## Begin TEXT BLOCK

What is it about “swapping” that makes us swoon? I don’t watch a lot of television, but I hear some people even swap wives and such things from time to time. I don’t get that, but I do get why quilters like to swap. Surprises and challenges seem to light us up and get the creative juices flowing. We have a tendency to believe that the stash on the “other side of the fence” is “greener” than our own. I don’t know that that’s always true, but it’s kinda fun to have a look-see, and what better way than in a swap?
I haven’t been able to participate in any kind of swap in many years, so I was really excited when I managed to get hooked up with Brenda Ratliff of Pink Castle Fabrics. She has a blog called Just a Bit Frayed, and she recently opened up a Scrappy 9 Patch Swap. I was swift to respond and managed to get in, but it would seem that it is luck of the draw to see such things online and be able to respond in time to be able to get in on them. I still haven’t figured out how to join an online Bee, but I am going to get there.
Anyway, I actually had a little trouble figuring out which bold, but not solid, fabs I wanted to use in my 9 patches. I had batiks that would work, but in the end really just wanted an excuse to go shopping. So, I headed over to Intown Quilters in Atlanta to see what I could get. Here’s what I found-
Love it! Perfect for making a simple nine patch with some serious pizazz. Brenda recommended using a strip method to make the blocks, but I, of course, wanted to do it MY way. Don’t judge me. I won’t judge you for following the directions. Anyway, I like the square or sleeve method for nine patches. Billie Lauder has a YouTube video on this process- click on her name for the link. But in the meantime, here’s a little info on how I made my nine patch blocks.
First, cut two squares, 1 1/2″ larger than your desired finished block. In this case, our blocks are to be 6 1/2″ to send to the swap, which means 6″ finished. So, I cut (2) 7 1/2″ blocks.

## End TEXT BLOCK

> ACTIONS TO TAKE
A. Rewrite the quilting post from "First, cut two" to "7 1/2″ blocks.", substituting "pieces" for "squares".
B. List every measurement in inches given in the quilting post.
The lines placed after the text play no part in this.

## Begin GIVEN DATA

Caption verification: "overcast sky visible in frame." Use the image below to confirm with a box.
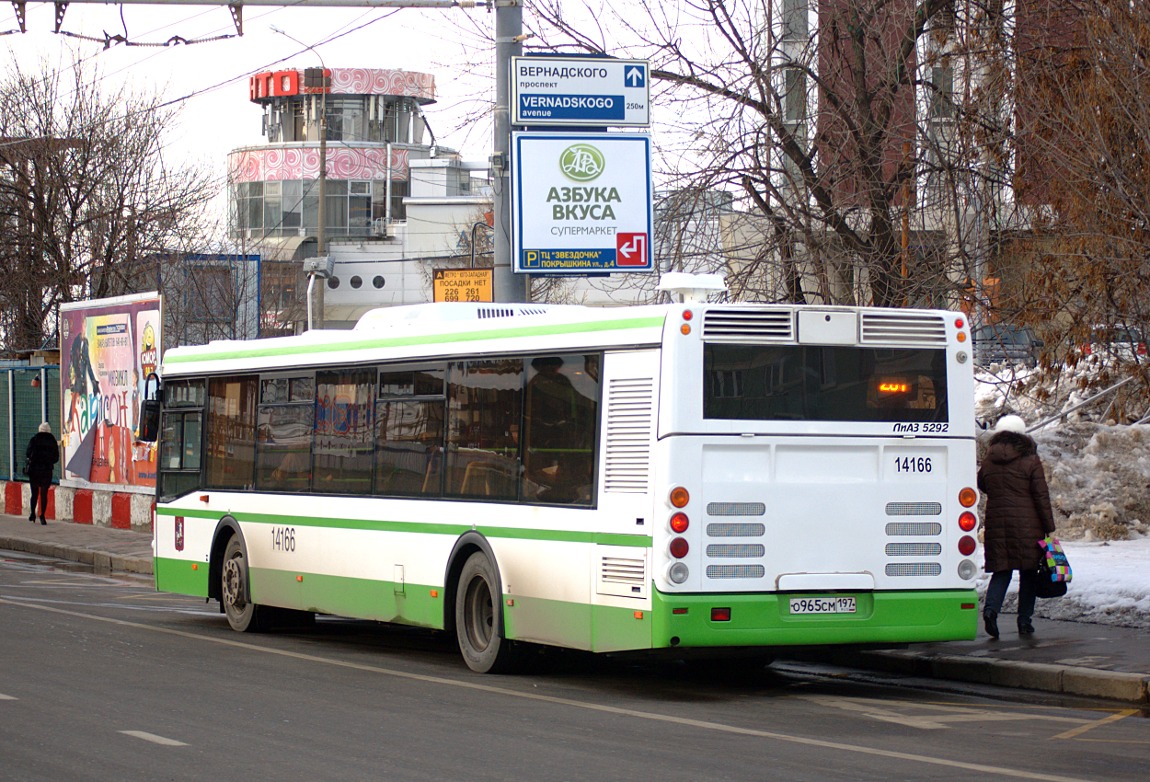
[0,2,495,174]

## End GIVEN DATA

> PROBLEM SOLUTIONS
A.
First, cut two pieces, 1 1/2″ larger than your desired finished block. In this case, our blocks are to be 6 1/2″ to send to the swap, which means 6″ finished. So, I cut (2) 7 1/2″ blocks.

B.
1 1/2″
6 1/2″
6″
7 1/2″